The task: Which lines in the items below contain the word "negative"? Copy each of those lines in full.

Given data:
━━━━━━━━━━━━━━━━━━━━

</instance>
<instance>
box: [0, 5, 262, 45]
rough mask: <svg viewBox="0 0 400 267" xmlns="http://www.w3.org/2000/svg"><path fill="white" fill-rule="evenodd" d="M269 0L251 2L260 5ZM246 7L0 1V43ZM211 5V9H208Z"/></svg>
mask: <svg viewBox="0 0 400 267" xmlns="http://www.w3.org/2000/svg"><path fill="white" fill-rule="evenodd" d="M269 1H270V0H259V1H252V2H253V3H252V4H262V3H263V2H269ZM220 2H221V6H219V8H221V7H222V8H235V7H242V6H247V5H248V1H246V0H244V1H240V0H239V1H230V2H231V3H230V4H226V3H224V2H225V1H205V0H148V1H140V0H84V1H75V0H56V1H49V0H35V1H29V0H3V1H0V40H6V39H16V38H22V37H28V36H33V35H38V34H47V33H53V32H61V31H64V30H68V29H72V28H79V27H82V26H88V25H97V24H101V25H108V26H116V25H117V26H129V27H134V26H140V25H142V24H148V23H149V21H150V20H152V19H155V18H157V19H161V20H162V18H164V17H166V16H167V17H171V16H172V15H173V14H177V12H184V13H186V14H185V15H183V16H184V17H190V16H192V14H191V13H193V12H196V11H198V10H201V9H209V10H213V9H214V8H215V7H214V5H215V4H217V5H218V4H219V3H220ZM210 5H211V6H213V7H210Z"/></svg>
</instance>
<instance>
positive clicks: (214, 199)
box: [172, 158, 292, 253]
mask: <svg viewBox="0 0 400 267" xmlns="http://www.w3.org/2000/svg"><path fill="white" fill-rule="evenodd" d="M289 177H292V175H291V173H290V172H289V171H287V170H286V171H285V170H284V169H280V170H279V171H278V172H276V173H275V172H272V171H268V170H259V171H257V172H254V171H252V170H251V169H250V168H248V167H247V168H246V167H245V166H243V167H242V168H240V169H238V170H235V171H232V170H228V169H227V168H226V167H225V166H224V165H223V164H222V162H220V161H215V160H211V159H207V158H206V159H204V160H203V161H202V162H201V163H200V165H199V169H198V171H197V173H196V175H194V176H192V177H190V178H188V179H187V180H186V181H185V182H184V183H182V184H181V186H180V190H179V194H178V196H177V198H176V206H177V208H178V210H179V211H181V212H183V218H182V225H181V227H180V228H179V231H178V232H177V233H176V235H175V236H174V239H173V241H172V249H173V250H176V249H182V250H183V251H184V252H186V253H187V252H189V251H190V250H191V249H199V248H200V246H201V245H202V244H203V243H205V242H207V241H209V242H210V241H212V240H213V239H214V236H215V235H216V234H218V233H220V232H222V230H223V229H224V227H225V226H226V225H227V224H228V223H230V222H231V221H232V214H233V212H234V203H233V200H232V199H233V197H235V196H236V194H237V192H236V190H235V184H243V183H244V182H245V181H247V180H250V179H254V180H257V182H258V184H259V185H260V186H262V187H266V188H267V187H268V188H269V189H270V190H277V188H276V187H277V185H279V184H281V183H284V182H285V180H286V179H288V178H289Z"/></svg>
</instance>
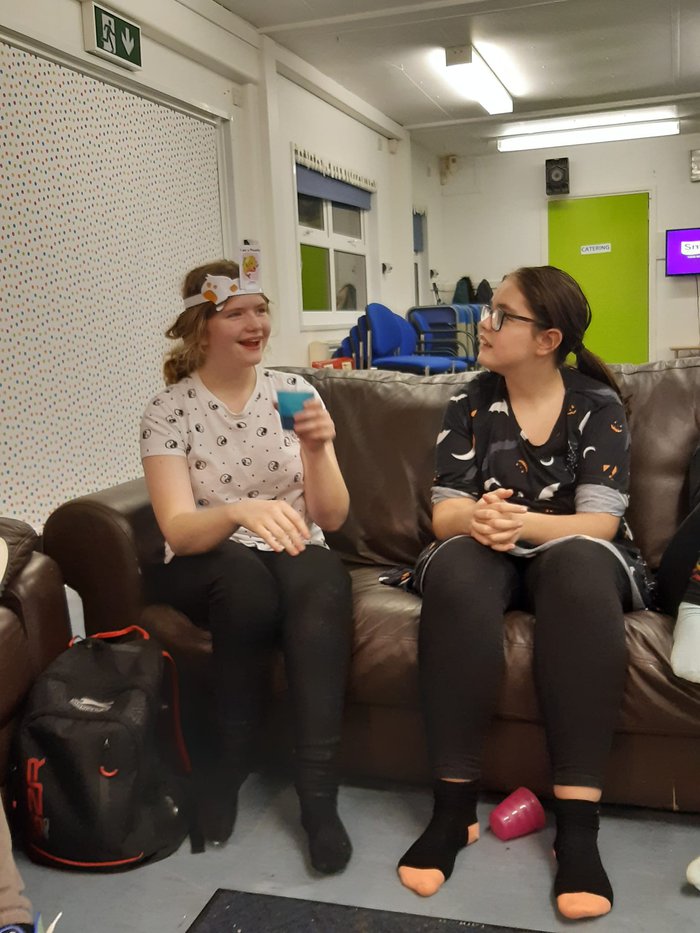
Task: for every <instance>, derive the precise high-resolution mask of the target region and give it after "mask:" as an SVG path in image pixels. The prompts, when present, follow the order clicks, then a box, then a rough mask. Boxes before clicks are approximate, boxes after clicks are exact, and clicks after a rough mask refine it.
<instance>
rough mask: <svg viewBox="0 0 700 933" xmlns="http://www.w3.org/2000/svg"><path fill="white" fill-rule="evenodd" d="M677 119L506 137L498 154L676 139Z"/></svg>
mask: <svg viewBox="0 0 700 933" xmlns="http://www.w3.org/2000/svg"><path fill="white" fill-rule="evenodd" d="M680 131H681V128H680V122H679V121H678V120H661V121H656V122H652V123H630V124H627V125H626V126H592V127H586V128H582V129H577V130H560V131H558V132H554V133H531V134H528V135H525V136H505V137H503V138H501V139H499V140H498V151H499V152H521V151H522V150H524V149H551V148H553V147H559V146H578V145H581V144H582V143H607V142H615V141H616V140H621V139H648V138H650V137H652V136H677V135H678V134H679V133H680Z"/></svg>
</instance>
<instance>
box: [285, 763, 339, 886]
mask: <svg viewBox="0 0 700 933" xmlns="http://www.w3.org/2000/svg"><path fill="white" fill-rule="evenodd" d="M311 755H313V758H312V757H311ZM334 757H335V750H333V751H329V750H327V749H323V750H321V751H319V752H311V753H305V757H304V759H301V760H300V759H299V758H297V761H296V780H295V784H296V789H297V793H298V795H299V803H300V806H301V825H302V826H303V827H304V829H305V830H306V834H307V836H308V839H309V855H310V857H311V864H312V865H313V867H314V868H315V869H316V871H318V872H321V874H324V875H332V874H335V873H336V872H339V871H342V870H343V869H344V868H345V866H346V865H347V864H348V862H349V861H350V856H351V855H352V843H351V842H350V838H349V836H348V834H347V832H346V830H345V827H344V826H343V824H342V822H341V819H340V817H339V815H338V778H337V774H336V770H335V765H334V761H333V759H334Z"/></svg>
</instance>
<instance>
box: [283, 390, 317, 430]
mask: <svg viewBox="0 0 700 933" xmlns="http://www.w3.org/2000/svg"><path fill="white" fill-rule="evenodd" d="M313 397H314V394H313V392H304V391H299V392H278V393H277V408H278V410H279V413H280V418H281V419H282V427H283V428H284V430H285V431H293V430H294V415H295V414H296V413H297V412H298V411H301V410H302V408H303V407H304V402H305V401H306V400H307V399H309V398H313Z"/></svg>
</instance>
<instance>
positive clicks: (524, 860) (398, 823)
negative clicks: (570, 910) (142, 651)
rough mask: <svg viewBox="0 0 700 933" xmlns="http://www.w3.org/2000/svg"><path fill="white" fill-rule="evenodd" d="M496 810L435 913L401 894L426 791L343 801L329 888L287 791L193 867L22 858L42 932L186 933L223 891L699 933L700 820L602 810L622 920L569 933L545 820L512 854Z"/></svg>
mask: <svg viewBox="0 0 700 933" xmlns="http://www.w3.org/2000/svg"><path fill="white" fill-rule="evenodd" d="M499 799H500V798H497V797H489V798H487V799H485V800H484V801H482V802H481V803H480V805H479V818H480V822H481V826H482V838H481V839H480V841H479V842H478V843H477V844H476V845H473V846H470V847H469V848H468V849H467V850H465V851H464V852H462V853H461V855H460V856H459V858H458V862H457V865H456V867H455V871H454V874H453V876H452V878H451V879H450V881H449V882H448V883H447V884H446V885H445V886H444V887H443V888H442V889H441V891H440V892H439V893H438V894H436V895H435V896H434V897H432V898H428V899H423V898H419V897H417V896H416V895H414V894H413V893H412V892H410V891H408V890H406V889H405V888H403V887H402V886H401V884H400V883H399V881H398V879H397V876H396V871H395V866H396V862H397V860H398V858H399V856H400V855H401V854H402V853H403V852H404V851H405V850H406V849H407V848H408V846H409V845H410V844H411V843H412V842H413V841H414V839H415V837H416V836H417V835H418V834H419V833H420V832H421V831H422V830H423V828H424V826H425V824H426V822H427V820H428V818H429V815H430V809H431V801H430V796H429V793H428V791H427V789H418V788H405V787H404V788H396V787H392V788H382V789H377V788H364V787H344V788H343V789H342V791H341V798H340V809H341V813H342V815H343V818H344V819H345V822H346V825H347V826H348V830H349V832H350V835H351V837H352V841H353V845H354V855H353V858H352V860H351V862H350V865H349V866H348V868H347V869H346V871H345V872H343V873H342V874H340V875H337V876H334V877H320V876H318V875H315V874H314V873H313V871H312V870H311V869H310V867H309V865H308V861H307V858H306V853H305V849H304V835H303V831H302V830H301V828H300V826H299V821H298V810H297V802H296V798H295V794H294V791H293V788H292V787H291V786H290V785H289V784H288V783H287V782H286V781H283V780H281V779H271V778H265V779H263V778H261V777H259V776H254V777H252V778H251V779H249V781H248V782H246V785H245V786H244V788H243V791H242V794H241V805H240V814H239V819H238V824H237V826H236V831H235V833H234V836H233V838H232V839H231V841H230V842H229V843H228V844H227V845H226V846H223V847H221V848H219V849H208V850H207V851H206V852H205V853H203V854H201V855H192V854H191V853H190V851H189V848H188V846H187V845H186V844H185V845H183V847H182V848H181V849H180V851H179V852H177V853H176V854H175V855H173V856H171V857H170V858H168V859H165V860H163V861H162V862H158V863H156V864H154V865H148V866H145V867H143V868H139V869H136V870H135V871H132V872H129V873H123V874H116V875H106V876H98V875H84V874H77V873H69V872H59V871H56V870H54V869H48V868H42V867H40V866H37V865H33V864H32V863H30V862H28V861H27V860H26V859H25V858H24V857H23V856H22V855H21V854H20V855H19V856H18V864H19V866H20V870H21V871H22V874H23V875H24V879H25V882H26V885H27V890H28V893H29V895H30V896H31V898H32V900H33V902H34V904H35V907H36V908H37V909H41V910H42V913H43V914H44V916H45V918H47V919H48V920H51V919H52V918H53V917H54V916H55V915H56V914H57V913H58V911H59V910H62V911H63V912H64V916H63V918H62V920H61V922H60V924H59V926H58V930H57V933H178V931H183V933H184V931H186V930H187V929H188V928H189V927H190V926H191V925H192V924H193V923H194V921H195V919H196V918H197V917H198V916H199V915H200V914H201V913H202V911H203V910H204V908H205V906H206V905H207V904H208V902H209V901H210V900H211V898H212V897H213V895H214V893H215V892H216V891H217V890H218V889H220V888H225V889H235V890H239V891H250V892H259V893H263V894H276V895H281V896H287V897H292V898H305V899H308V900H312V901H321V902H327V903H335V904H345V905H355V906H359V907H368V908H372V909H375V910H385V911H398V912H403V913H406V914H418V915H420V916H423V917H433V918H446V919H451V920H458V921H463V922H465V921H469V922H470V923H471V924H491V925H493V926H496V927H498V926H501V927H506V928H508V927H515V928H520V929H525V930H537V931H544V933H565V931H568V933H571V931H572V928H575V929H577V930H585V931H586V933H588V931H589V930H590V931H593V930H595V933H665V931H672V933H697V931H698V930H700V891H698V890H697V889H695V888H693V887H691V886H690V885H688V884H687V882H686V881H685V870H686V866H687V865H688V863H689V862H690V861H691V859H693V858H695V857H697V856H698V855H700V816H698V815H688V814H673V813H667V812H660V811H651V810H639V809H633V808H629V809H627V808H624V809H623V808H610V807H609V808H604V818H603V821H602V829H601V835H600V848H601V853H602V856H603V861H604V863H605V866H606V868H607V870H608V873H609V874H610V877H611V880H612V883H613V887H614V889H615V907H614V909H613V911H612V913H610V914H609V915H608V916H607V917H602V918H599V919H597V920H595V921H586V922H584V923H583V924H571V923H567V922H565V921H562V920H559V919H558V918H557V916H556V914H555V911H554V907H553V904H552V897H551V887H552V879H553V866H554V862H553V858H552V852H551V849H552V840H553V835H554V834H553V829H552V817H551V814H549V813H548V825H547V827H546V828H545V829H543V830H542V831H541V832H539V833H536V834H533V835H530V836H525V837H522V838H520V839H515V840H512V841H511V842H506V843H504V842H501V841H499V840H498V839H496V838H495V837H494V836H493V835H492V834H491V833H490V832H489V831H488V830H487V829H486V827H487V826H488V814H489V812H490V810H491V809H492V807H493V806H494V805H495V804H496V803H498V802H499ZM465 925H466V927H467V929H468V928H469V924H468V923H466V924H465ZM231 929H232V930H235V927H232V928H231ZM227 933H228V931H227ZM261 933H268V931H261Z"/></svg>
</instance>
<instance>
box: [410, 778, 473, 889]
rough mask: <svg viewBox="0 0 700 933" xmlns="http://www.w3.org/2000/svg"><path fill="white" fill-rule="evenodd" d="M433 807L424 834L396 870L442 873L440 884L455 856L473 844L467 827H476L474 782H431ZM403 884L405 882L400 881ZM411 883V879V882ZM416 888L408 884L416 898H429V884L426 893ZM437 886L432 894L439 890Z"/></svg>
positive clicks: (460, 781) (447, 874)
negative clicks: (412, 890) (416, 896)
mask: <svg viewBox="0 0 700 933" xmlns="http://www.w3.org/2000/svg"><path fill="white" fill-rule="evenodd" d="M433 794H434V804H433V816H432V819H431V820H430V823H428V826H427V828H426V830H425V832H424V833H423V834H422V836H420V837H419V838H418V839H417V840H416V841H415V842H414V843H413V845H412V846H411V848H410V849H409V850H408V851H407V852H406V853H405V855H403V856H402V858H401V859H400V861H399V865H398V867H399V869H401V868H410V869H419V870H421V871H422V870H426V869H427V870H430V869H435V870H437V871H439V872H441V873H442V875H443V876H444V880H445V881H447V879H448V878H449V877H450V875H451V874H452V870H453V868H454V864H455V859H456V858H457V853H458V852H459V851H460V850H461V849H463V848H464V847H465V846H466V845H467V843H468V842H473V841H475V838H474V839H470V838H469V827H470V826H474V825H475V824H476V821H477V819H476V803H477V799H478V796H479V782H478V781H471V782H466V781H442V780H439V781H435V783H434V784H433ZM401 880H402V881H403V883H404V884H406V883H407V882H406V879H404V878H403V877H402V879H401ZM413 880H414V879H413V878H412V879H411V881H413ZM416 880H417V881H418V883H417V884H414V883H408V884H407V887H410V888H412V889H413V890H415V891H416V893H418V894H423V895H429V894H433V893H434V890H432V888H433V887H434V883H433V882H429V883H428V886H427V889H424V888H423V885H422V884H421V881H420V879H416ZM440 884H441V882H438V883H437V886H435V890H437V888H438V887H440Z"/></svg>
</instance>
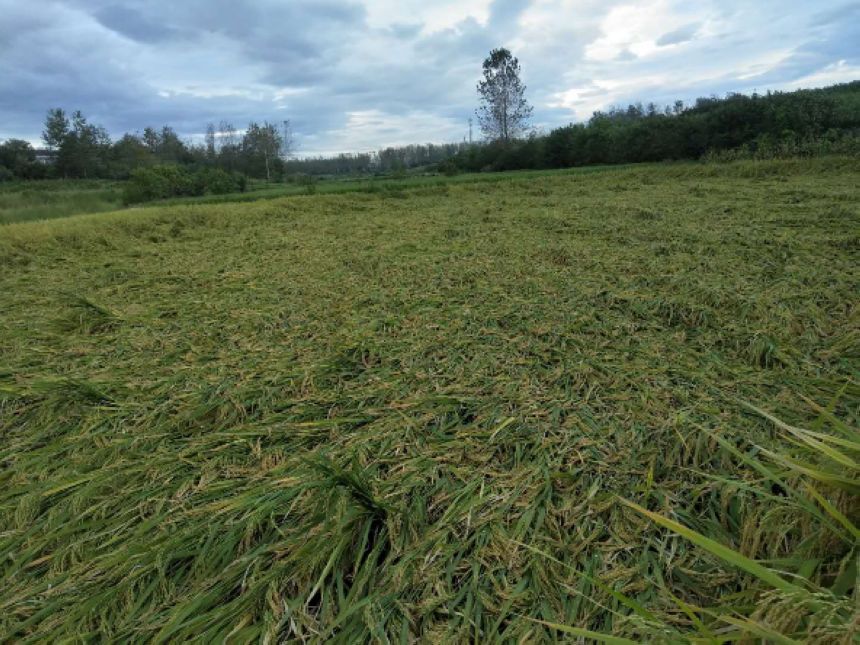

━━━━━━━━━━━━━━━━━━━━

Response for this exercise:
negative clicks: (570, 910) (142, 651)
negative clicks: (412, 890) (416, 896)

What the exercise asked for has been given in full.